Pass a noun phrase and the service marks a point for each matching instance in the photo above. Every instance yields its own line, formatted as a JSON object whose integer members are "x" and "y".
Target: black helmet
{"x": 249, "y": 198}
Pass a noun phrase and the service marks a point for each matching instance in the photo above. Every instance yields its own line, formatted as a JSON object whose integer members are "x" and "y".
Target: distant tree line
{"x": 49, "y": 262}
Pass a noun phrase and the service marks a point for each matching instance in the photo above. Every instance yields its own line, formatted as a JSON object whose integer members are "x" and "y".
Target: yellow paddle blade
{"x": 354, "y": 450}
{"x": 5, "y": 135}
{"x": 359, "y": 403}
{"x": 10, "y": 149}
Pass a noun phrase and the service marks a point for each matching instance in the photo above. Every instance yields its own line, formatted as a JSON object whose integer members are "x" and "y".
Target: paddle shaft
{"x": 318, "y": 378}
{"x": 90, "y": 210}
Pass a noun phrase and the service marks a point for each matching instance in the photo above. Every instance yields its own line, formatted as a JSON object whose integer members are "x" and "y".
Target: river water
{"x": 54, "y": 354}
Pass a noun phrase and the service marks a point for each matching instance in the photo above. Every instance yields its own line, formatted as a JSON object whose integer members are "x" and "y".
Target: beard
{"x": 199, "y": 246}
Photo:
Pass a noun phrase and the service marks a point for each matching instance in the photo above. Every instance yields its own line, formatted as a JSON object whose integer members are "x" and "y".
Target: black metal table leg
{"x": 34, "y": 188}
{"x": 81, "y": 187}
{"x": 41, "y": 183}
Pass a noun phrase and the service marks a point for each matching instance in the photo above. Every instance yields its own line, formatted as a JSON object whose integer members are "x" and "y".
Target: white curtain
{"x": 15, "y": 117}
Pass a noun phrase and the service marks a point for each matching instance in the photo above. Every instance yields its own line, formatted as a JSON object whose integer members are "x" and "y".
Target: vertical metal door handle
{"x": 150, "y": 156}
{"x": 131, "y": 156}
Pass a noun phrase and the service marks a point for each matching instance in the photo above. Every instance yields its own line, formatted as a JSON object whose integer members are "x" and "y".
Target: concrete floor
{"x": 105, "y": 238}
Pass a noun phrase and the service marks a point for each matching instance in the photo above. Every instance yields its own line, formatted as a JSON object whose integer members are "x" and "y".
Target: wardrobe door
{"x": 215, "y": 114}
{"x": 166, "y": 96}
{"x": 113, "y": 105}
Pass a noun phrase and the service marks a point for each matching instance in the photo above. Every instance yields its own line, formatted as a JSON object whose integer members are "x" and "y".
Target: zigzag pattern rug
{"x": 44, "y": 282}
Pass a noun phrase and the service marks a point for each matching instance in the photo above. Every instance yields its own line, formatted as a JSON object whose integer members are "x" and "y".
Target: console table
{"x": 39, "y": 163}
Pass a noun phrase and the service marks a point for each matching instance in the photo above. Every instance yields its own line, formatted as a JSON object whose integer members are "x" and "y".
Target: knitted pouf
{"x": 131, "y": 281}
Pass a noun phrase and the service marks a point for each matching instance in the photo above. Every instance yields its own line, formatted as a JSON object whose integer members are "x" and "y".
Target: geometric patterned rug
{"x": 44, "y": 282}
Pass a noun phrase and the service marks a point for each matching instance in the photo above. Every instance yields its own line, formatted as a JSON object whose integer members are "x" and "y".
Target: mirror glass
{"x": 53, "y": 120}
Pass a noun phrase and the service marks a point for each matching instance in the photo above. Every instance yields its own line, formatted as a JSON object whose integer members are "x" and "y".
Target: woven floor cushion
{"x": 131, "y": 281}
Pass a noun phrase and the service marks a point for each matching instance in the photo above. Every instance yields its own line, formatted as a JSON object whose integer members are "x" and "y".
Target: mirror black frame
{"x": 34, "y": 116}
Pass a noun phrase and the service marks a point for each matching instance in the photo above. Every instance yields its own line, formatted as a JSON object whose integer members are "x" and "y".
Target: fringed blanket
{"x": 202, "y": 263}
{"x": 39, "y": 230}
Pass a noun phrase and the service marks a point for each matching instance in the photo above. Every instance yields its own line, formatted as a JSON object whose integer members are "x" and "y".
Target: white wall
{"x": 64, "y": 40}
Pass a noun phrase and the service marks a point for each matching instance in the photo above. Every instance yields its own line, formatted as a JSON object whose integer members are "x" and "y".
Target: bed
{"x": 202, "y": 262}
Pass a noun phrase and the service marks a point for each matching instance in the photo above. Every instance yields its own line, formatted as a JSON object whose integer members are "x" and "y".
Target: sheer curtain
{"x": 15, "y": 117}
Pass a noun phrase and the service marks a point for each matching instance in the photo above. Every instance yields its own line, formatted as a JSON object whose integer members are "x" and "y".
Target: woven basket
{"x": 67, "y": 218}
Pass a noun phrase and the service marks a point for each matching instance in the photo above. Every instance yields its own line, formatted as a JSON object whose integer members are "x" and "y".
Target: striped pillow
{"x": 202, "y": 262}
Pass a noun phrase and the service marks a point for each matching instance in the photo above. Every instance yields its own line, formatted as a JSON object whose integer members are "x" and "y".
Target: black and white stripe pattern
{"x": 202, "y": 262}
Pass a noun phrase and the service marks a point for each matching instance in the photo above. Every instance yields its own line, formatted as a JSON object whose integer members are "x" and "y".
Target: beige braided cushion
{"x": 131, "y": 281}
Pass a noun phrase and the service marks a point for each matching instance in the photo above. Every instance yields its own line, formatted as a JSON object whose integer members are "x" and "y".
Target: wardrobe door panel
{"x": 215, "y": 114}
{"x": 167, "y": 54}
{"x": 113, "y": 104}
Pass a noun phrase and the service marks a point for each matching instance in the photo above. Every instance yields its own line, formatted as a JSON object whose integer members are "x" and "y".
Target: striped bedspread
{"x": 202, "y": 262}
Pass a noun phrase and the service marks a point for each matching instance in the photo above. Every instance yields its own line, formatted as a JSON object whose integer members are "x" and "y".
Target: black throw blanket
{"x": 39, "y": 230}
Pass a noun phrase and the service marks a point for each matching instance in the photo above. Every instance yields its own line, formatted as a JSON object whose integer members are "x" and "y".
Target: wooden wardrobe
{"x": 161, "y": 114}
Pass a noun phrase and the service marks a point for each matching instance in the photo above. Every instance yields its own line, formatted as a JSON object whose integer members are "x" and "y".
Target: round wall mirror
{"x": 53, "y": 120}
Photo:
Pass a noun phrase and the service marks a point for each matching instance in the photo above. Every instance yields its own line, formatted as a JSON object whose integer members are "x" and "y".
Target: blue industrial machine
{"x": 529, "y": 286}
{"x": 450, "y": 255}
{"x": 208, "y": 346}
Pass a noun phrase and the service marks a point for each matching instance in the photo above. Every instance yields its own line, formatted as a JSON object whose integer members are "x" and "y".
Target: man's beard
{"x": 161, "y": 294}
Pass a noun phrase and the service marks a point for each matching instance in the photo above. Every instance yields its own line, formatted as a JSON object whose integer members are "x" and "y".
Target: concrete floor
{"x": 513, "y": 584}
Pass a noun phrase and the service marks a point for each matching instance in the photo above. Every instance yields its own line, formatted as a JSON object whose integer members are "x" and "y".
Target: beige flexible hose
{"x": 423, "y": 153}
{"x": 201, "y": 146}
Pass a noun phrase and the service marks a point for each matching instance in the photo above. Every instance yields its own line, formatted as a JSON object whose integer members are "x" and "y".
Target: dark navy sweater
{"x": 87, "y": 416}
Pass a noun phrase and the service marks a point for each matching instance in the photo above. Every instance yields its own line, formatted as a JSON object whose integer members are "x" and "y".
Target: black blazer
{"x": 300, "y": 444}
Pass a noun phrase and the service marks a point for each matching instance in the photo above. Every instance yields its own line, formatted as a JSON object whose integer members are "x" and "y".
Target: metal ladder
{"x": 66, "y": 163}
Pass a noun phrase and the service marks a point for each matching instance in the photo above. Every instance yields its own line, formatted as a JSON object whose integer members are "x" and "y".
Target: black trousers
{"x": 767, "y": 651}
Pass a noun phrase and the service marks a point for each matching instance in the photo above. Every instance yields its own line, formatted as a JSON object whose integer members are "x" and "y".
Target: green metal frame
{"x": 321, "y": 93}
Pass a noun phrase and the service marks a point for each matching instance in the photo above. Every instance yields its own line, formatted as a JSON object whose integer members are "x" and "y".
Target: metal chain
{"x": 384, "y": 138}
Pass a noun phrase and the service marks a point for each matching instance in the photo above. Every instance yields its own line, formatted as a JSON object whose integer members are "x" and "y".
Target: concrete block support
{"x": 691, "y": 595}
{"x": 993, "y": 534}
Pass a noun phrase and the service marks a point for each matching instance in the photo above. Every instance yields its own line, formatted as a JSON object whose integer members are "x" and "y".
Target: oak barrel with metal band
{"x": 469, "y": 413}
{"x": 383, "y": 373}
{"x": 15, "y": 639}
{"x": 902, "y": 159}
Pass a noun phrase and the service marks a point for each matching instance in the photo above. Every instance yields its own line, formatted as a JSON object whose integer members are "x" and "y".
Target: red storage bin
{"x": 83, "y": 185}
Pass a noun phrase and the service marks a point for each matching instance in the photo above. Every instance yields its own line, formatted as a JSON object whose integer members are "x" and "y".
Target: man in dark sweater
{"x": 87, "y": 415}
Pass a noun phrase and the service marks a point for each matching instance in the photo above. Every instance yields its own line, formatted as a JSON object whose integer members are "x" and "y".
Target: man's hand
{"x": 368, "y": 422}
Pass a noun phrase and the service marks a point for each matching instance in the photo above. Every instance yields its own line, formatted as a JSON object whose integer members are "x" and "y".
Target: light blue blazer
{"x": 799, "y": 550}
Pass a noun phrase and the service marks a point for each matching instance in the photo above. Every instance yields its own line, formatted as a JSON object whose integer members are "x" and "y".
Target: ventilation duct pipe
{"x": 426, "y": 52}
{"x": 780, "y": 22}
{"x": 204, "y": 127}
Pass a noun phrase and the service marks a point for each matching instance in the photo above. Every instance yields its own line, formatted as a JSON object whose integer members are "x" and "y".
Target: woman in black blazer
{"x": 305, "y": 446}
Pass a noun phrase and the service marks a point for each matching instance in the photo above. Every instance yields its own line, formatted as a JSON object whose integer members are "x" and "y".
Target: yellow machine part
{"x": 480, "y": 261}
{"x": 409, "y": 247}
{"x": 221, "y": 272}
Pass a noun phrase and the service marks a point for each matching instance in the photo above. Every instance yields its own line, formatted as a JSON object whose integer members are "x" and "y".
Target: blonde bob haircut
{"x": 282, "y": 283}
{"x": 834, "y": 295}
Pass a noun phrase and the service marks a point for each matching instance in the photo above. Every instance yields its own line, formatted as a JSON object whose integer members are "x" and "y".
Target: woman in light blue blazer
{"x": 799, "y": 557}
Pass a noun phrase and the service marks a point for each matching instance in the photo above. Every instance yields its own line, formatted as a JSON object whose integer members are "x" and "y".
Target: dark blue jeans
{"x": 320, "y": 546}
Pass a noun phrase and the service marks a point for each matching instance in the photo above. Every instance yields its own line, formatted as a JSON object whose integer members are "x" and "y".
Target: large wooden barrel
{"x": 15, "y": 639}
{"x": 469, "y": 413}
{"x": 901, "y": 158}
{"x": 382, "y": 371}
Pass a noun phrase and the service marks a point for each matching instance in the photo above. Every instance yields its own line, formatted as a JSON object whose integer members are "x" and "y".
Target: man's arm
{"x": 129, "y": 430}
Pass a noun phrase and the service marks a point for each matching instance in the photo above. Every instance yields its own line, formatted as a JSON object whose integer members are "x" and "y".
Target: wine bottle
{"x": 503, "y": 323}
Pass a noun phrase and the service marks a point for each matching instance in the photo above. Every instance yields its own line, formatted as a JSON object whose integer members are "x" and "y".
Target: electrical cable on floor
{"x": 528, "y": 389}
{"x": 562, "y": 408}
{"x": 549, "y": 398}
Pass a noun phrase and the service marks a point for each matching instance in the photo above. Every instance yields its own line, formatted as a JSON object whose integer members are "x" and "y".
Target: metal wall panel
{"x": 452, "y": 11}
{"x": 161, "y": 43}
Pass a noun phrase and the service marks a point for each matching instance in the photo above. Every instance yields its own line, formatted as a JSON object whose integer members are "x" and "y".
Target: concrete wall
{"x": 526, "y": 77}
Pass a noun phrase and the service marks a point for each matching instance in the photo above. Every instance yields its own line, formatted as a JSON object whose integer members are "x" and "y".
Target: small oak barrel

━━━━━━━━━━━━━━━━

● **WHAT THE EXERCISE ASKS**
List each line of the records above that contains the word "black", one line per match, in the order the lines appear.

● **RESPONSE BELOW**
Target: black helmet
Target: black metal table leg
Target: mirror black frame
Target: black and white stripe pattern
Target: black throw blanket
Target: black blazer
Target: black trousers
Target: woman in black blazer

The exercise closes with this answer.